(Data records)

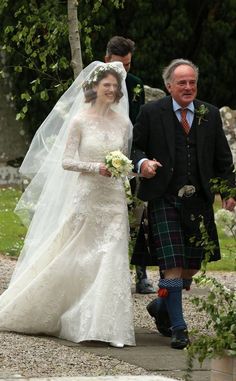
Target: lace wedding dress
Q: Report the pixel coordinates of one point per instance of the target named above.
(78, 286)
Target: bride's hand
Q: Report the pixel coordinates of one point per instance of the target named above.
(103, 171)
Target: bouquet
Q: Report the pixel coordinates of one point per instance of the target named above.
(118, 164)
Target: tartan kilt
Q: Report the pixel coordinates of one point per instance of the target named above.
(168, 243)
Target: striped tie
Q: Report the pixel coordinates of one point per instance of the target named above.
(184, 122)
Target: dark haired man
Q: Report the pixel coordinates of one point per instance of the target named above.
(121, 49)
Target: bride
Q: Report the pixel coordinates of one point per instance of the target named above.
(72, 278)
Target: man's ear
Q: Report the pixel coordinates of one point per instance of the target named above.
(168, 87)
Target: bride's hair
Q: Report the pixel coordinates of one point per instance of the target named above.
(96, 77)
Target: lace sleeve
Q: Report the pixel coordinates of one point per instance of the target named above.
(68, 161)
(127, 140)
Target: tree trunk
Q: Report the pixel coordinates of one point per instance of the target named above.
(74, 37)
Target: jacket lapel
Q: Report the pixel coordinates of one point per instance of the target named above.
(169, 126)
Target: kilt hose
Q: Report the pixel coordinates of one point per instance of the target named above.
(172, 231)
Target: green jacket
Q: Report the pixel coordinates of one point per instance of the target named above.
(136, 95)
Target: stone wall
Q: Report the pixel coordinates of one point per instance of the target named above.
(229, 124)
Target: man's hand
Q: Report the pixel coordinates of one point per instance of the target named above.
(149, 168)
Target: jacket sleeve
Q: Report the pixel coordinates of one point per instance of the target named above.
(69, 160)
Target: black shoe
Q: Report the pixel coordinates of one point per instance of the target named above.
(161, 316)
(144, 286)
(179, 339)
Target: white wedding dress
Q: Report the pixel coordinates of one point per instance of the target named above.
(78, 286)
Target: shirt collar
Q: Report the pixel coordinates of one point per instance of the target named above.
(176, 106)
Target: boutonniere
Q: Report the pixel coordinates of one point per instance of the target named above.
(201, 112)
(137, 90)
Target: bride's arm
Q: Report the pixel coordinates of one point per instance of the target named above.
(68, 161)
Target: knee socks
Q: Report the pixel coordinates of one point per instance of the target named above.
(173, 301)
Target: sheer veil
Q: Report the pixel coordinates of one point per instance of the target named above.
(48, 200)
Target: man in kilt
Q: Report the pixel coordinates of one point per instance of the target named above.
(121, 49)
(178, 147)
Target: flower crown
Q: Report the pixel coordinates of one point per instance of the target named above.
(99, 71)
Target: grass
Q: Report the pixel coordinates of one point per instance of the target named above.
(12, 232)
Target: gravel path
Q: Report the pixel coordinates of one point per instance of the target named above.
(31, 356)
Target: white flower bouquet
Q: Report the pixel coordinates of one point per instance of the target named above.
(227, 220)
(118, 164)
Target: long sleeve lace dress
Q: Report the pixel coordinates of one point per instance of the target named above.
(78, 288)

__Your assignment__.
Each line in the data that holds the string "flower" must be returned.

__Task answer__.
Target: flower crown
Target: white flower bouquet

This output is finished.